* [Problem requirements] Which lines of the entries below contain the string "sunglasses"? Gather every such line and copy each one in full.

* [Extracted entries]
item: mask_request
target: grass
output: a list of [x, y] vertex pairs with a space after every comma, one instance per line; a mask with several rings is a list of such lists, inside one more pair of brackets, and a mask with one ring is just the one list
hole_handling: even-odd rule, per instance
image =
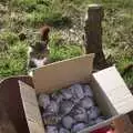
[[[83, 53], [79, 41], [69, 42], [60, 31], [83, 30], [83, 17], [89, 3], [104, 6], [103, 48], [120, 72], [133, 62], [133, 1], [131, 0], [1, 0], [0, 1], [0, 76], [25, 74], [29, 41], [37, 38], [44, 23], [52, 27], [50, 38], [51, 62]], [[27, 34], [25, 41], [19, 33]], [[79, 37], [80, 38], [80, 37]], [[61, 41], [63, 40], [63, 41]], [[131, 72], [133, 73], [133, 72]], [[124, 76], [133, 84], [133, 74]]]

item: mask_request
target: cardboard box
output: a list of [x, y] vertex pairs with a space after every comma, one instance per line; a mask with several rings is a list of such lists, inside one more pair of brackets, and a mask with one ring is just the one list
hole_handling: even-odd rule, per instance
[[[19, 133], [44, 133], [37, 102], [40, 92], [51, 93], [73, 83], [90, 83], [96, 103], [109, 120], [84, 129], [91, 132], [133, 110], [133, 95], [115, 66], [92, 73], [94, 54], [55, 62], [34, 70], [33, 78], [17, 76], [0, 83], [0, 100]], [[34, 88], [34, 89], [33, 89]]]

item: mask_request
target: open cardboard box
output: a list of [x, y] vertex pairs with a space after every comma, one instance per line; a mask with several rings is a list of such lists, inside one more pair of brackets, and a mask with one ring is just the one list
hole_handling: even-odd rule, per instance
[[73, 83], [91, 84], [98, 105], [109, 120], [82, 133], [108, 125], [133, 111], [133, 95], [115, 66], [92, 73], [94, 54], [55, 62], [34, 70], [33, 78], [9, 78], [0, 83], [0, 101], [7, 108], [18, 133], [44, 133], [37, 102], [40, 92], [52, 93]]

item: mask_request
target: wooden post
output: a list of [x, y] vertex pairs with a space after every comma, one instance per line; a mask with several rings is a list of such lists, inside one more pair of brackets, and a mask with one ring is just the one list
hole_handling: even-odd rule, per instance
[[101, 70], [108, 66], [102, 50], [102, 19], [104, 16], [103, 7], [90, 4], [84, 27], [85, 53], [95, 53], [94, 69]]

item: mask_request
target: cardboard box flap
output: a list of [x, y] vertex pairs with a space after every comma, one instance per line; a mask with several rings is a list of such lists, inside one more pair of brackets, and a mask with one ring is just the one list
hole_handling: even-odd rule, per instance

...

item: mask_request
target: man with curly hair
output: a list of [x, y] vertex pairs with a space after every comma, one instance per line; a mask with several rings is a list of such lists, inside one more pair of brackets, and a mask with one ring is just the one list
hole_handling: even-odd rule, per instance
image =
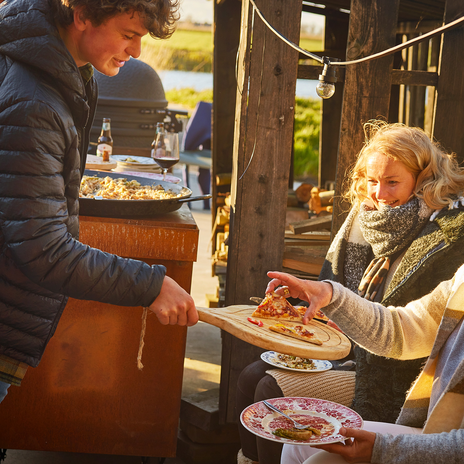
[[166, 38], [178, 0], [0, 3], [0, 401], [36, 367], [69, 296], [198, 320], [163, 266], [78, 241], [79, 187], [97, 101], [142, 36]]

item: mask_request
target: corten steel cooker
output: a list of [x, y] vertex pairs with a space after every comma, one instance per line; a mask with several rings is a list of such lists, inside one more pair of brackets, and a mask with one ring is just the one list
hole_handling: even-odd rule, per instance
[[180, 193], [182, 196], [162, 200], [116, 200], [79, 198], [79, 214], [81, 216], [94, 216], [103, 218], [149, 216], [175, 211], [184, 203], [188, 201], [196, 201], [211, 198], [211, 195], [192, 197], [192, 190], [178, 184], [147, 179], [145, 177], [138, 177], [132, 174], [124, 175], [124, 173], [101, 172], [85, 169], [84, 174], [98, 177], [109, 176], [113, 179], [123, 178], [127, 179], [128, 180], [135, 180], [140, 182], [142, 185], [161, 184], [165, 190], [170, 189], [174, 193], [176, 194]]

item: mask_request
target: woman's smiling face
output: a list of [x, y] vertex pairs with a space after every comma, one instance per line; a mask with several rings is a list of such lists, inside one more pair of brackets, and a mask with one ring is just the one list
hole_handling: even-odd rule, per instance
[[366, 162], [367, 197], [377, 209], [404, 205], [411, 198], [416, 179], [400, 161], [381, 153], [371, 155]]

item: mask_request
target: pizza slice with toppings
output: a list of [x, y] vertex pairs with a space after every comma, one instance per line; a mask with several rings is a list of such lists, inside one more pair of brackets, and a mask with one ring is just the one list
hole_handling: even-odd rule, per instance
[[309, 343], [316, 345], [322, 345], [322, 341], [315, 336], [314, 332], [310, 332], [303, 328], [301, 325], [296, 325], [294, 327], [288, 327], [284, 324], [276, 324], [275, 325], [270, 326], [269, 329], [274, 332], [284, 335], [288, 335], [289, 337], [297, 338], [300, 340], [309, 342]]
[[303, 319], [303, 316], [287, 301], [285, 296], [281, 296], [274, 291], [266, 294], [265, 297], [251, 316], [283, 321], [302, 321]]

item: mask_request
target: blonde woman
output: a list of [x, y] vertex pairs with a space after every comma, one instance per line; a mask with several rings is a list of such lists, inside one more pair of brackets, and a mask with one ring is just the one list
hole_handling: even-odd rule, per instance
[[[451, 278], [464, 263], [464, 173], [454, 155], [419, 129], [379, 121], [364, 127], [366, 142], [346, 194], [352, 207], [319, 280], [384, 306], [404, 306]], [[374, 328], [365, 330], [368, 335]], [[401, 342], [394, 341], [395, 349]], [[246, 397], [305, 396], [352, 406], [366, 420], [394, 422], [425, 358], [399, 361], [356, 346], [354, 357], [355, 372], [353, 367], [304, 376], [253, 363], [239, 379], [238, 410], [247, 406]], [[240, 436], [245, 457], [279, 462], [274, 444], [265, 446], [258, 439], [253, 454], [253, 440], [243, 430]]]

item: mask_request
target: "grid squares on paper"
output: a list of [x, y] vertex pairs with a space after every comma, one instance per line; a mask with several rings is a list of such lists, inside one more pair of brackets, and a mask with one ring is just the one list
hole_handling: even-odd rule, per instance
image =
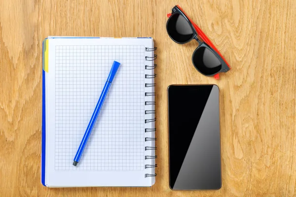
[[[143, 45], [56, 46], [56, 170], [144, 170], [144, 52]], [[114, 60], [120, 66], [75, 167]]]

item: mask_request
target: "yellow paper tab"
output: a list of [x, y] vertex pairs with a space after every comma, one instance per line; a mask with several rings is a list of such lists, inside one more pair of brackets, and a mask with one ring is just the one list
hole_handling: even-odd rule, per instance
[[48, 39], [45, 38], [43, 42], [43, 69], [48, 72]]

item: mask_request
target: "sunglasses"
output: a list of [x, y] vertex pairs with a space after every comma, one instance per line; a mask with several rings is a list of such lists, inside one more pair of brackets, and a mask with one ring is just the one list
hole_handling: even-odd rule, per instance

==

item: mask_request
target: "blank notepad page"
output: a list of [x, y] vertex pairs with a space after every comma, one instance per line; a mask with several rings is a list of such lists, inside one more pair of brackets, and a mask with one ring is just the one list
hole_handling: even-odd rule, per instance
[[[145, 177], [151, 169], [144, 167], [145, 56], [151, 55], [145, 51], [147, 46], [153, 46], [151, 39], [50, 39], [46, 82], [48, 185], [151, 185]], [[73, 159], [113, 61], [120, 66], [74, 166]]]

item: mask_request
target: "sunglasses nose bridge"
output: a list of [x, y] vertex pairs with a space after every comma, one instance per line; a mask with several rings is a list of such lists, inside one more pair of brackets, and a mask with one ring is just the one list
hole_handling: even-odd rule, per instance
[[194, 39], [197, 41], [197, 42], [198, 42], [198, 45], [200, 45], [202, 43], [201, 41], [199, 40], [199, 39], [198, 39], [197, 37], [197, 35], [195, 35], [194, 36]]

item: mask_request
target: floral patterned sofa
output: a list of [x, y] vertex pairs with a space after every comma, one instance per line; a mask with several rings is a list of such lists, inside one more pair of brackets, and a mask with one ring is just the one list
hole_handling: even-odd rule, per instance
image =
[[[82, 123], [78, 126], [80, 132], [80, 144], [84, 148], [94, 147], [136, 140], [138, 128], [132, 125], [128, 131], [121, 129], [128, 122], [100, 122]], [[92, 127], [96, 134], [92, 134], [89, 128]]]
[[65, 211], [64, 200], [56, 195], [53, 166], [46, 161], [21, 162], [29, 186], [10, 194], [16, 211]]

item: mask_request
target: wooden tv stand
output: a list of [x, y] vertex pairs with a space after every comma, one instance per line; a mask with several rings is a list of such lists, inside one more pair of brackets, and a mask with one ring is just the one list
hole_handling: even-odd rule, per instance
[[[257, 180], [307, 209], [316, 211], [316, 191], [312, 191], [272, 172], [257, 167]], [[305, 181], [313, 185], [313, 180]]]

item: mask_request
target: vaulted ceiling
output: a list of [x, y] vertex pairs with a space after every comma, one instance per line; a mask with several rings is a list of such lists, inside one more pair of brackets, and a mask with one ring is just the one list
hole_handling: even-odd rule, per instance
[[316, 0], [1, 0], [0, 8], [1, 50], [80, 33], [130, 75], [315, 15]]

* [Problem solution]
target: "sunglasses"
target: "sunglasses nose bridge"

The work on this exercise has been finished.